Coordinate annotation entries
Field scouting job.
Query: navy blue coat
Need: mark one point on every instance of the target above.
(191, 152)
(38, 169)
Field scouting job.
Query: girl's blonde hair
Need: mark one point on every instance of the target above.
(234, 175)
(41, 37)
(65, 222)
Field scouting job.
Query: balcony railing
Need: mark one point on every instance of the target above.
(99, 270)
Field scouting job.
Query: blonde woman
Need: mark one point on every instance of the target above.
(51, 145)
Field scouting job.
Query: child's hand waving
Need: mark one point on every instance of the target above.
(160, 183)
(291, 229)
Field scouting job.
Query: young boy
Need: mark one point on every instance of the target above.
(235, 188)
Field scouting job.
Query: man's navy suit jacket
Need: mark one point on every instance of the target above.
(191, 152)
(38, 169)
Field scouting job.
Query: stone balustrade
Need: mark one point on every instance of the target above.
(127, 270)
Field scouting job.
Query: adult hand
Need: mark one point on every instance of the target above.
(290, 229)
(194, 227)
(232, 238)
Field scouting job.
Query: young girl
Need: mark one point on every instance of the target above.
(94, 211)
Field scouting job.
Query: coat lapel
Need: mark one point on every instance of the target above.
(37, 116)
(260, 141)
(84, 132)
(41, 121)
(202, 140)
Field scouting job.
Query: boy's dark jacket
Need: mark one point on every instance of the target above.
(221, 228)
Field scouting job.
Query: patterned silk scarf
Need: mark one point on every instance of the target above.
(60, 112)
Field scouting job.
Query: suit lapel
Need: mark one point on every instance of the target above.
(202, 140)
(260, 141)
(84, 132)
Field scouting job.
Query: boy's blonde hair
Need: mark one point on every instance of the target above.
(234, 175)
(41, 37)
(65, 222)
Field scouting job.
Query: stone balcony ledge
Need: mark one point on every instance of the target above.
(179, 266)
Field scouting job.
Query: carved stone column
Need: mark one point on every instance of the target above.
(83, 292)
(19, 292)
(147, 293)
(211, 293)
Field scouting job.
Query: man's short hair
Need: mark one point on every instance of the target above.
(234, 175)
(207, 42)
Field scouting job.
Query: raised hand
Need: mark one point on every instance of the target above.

▸ **To be done**:
Pull out every line from the rows above that contains the string "hand", and copy each one. Only matches with the same letter case count.

▸ **Final result**:
Query: child's hand waving
Query: adult hand
Query: raised hand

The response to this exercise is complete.